◆ **Activity**
Return the lines between the one holding "For each <instance> block, derive" and the one holding "box: [96, 337, 123, 375]", inclusive, reproducing them verbatim.

◆ **Dataset**

Segment Open

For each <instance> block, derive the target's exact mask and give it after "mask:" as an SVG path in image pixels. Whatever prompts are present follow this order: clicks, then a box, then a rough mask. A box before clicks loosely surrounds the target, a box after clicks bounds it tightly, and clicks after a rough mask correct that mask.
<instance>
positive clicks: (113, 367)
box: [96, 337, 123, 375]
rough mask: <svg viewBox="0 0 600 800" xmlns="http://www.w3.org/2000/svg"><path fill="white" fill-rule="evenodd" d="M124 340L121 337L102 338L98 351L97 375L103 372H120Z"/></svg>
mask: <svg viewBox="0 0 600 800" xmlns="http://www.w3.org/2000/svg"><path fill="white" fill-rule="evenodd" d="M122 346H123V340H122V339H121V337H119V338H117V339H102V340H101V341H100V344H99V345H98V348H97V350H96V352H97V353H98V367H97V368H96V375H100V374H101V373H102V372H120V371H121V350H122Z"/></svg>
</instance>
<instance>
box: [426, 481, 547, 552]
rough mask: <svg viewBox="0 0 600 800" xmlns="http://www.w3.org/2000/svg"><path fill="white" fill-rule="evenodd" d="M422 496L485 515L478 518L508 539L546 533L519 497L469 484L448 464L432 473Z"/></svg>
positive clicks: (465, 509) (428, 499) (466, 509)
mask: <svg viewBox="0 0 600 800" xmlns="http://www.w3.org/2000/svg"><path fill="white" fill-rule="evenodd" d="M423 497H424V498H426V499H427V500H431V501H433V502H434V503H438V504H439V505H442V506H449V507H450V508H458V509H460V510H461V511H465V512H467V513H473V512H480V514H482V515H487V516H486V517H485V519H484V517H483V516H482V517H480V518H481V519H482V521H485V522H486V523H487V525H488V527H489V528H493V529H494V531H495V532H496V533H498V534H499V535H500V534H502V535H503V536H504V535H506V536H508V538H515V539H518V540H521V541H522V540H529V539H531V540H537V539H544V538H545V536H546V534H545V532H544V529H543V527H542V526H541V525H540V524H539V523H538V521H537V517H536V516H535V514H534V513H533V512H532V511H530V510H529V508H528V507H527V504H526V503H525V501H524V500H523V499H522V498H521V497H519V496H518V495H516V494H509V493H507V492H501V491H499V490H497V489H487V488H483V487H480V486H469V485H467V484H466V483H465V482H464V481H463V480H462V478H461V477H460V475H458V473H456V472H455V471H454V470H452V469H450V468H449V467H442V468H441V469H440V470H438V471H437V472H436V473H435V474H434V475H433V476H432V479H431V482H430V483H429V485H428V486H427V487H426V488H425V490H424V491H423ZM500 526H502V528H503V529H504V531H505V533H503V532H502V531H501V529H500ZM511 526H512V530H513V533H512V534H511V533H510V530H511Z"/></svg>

Segment Closed
Segment Open

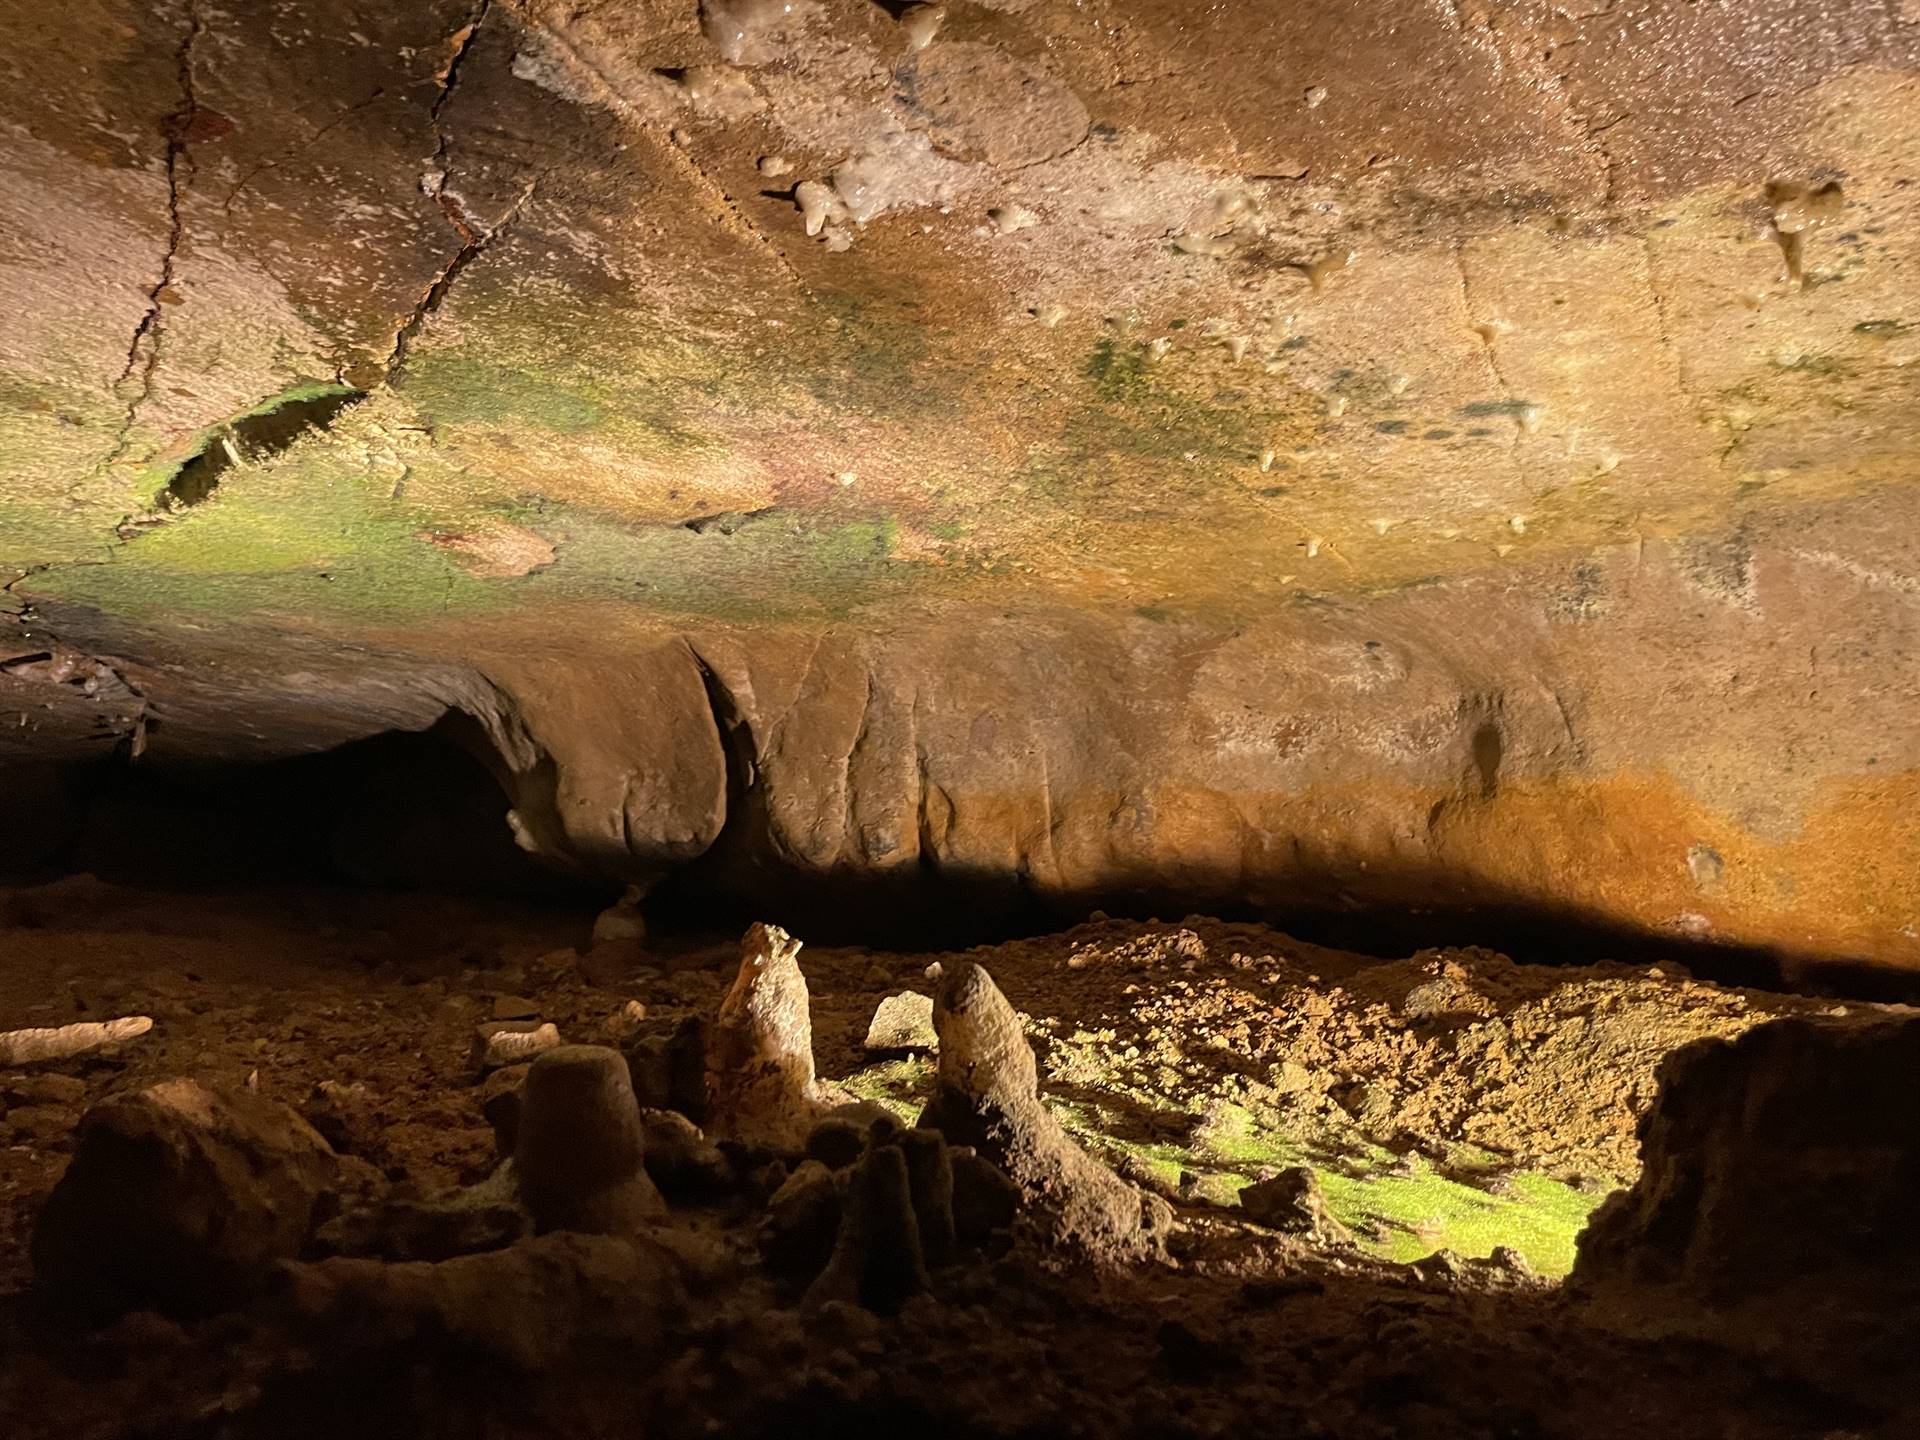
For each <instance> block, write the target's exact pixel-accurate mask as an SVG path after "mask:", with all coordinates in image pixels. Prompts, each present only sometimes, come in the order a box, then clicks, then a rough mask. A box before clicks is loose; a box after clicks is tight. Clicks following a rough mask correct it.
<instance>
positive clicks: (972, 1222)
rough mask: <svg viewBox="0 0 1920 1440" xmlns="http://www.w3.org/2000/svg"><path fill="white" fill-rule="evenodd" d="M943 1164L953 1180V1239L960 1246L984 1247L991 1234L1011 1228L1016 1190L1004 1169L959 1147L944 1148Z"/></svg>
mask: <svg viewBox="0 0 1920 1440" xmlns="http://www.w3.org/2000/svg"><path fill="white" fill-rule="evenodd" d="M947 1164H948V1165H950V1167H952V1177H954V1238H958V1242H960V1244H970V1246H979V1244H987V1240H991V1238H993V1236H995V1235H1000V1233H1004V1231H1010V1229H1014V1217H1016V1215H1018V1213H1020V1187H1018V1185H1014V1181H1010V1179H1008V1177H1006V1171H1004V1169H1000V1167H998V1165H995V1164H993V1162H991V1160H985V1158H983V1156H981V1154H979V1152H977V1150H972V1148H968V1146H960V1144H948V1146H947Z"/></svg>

Segment Closed

◆ **Response**
For each <instance> block, derive the target's exact mask and give it after "mask:" as an SVG path in image pixels. Whatever prompts are present follow this order: clicks, then a box, then a rough mask. A box before clicks loosely surrounds the target, a box after clicks bounds it tightly, and clicks after a rough mask correct that mask.
<instance>
positive clicks: (113, 367)
box: [96, 337, 123, 375]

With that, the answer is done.